[START OF RAW DATA]

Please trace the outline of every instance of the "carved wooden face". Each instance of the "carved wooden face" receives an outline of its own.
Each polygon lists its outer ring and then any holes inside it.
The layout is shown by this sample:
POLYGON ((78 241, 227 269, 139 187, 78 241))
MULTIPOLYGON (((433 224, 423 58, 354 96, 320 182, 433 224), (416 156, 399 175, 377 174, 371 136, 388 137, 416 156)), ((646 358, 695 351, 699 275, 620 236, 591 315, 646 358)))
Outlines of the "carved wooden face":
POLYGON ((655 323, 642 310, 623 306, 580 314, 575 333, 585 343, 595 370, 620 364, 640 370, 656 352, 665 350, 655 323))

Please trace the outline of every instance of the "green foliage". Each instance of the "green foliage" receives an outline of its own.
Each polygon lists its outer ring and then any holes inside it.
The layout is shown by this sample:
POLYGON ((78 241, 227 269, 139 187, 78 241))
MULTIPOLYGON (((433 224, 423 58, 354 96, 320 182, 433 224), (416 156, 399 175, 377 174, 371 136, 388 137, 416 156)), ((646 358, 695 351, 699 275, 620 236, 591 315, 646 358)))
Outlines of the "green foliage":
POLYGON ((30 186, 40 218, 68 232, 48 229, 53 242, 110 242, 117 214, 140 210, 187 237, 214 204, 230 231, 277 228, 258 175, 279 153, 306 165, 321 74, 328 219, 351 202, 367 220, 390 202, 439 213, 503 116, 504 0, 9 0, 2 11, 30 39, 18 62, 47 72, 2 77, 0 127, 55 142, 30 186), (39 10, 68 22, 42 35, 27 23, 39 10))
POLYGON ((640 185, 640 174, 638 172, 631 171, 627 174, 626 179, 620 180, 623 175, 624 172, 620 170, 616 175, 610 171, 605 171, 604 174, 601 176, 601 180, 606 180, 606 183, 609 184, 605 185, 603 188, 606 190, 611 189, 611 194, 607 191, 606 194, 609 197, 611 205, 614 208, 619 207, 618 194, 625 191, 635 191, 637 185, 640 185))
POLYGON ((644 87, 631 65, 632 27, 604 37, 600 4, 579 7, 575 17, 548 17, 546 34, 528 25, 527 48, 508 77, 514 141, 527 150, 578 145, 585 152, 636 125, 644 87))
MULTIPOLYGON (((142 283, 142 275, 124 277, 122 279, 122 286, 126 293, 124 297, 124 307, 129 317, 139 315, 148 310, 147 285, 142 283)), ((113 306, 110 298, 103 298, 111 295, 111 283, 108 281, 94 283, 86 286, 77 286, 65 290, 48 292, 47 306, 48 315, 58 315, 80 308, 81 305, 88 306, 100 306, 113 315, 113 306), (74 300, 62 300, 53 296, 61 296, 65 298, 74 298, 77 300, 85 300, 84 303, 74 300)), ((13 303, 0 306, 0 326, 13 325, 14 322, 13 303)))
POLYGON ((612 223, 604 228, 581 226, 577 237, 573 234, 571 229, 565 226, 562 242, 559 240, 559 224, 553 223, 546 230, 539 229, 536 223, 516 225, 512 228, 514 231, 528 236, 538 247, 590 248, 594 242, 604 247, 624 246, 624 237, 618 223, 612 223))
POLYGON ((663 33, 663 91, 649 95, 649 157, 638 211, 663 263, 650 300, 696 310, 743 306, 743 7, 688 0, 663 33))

[END OF RAW DATA]

Reproduce the listing word for word, from its first line through the line containing "POLYGON ((655 323, 642", including both of those lines.

Please trace the outline of every instance of the "carved wooden face". Each instance of the "carved wooden face" receives an outline of its own.
Each polygon lists its outer ring and then any holes inside it.
The layout is shown by this sample:
POLYGON ((78 241, 227 269, 139 187, 78 241))
MULTIPOLYGON (((433 224, 423 58, 354 96, 320 182, 433 224), (416 156, 399 175, 377 174, 371 136, 388 137, 416 156)), ((646 358, 695 351, 699 275, 620 236, 591 315, 646 358)))
Outlines of the "carved wooden face":
POLYGON ((655 323, 642 310, 623 306, 580 314, 575 333, 585 343, 595 370, 620 364, 640 370, 656 352, 665 350, 655 323))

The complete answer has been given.